## PASSAGE PROVIDED
——————

Injection blow molded bottles (IBM) are always made in a two-step process. First, a preform, or parison, is produced by injection molding. Next, this perform is placed in a second mold and blown to produce the final container shape. The injection molding of the preform is identical to the injection molding process, except that the mold has three parts, the two halves of the cavity and a core rod. Hot runner molding is used almost universally, so no trimming is required. The bottle finish is formed in the injection molding step, and the parison typically has a test tube-like shape. Usually the preform is cooled only enough maintain its shape with the support of the core rod, before being transferred, still on the core rod, to the blow mold. In this step, air is introduced at high pressure through the core rod, to blow the bottle. Blowing pressure are higher than for extrusion blow molding because of the cooler parison temperature, and hence the higher viscosity of the parison. As in extrusion blow molding, the mold is cooled, usually with water. When container is cool enough to maintain its shape without distortion, it is ejected from the mold. Bottles produced by this process can be identified by mark left by the gate on the bottom of the bottle at the initial injection molding stage.

——————

Answer these questions from the passage on injection blow molded bottles:
1. How many parts does the mold for the preform have?
2. What is the blow mold usually cooled with?
3. Where on the bottle is the mark left by the gate?
The listing that comes next has no part in this.

## DATASET EXCERPT
——————

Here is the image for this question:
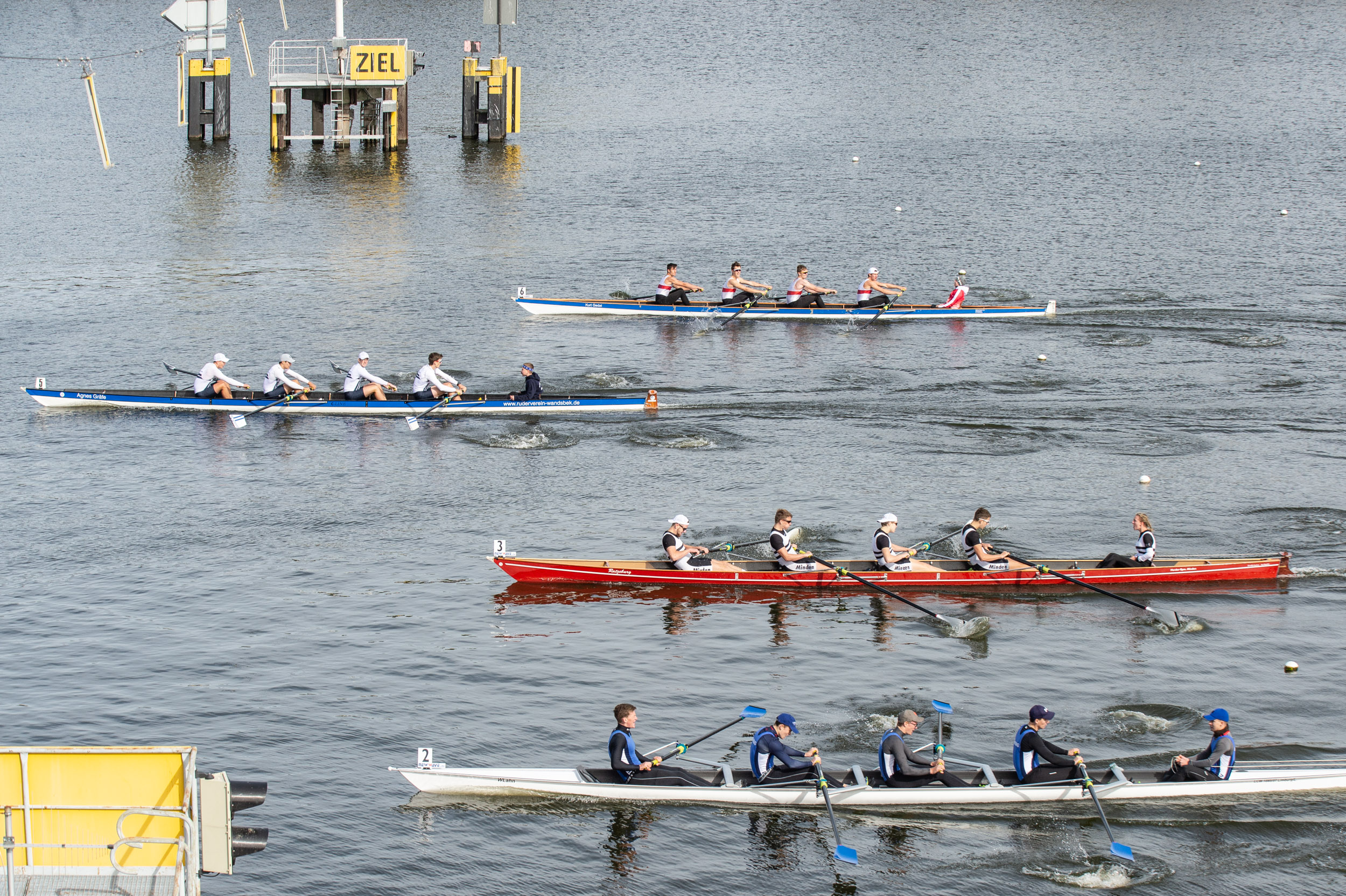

——————

## RESPONSE TO THIS EXERCISE
1. Three: the two halves of the cavity and a core rod.
2. Water.
3. On the bottom of the bottle.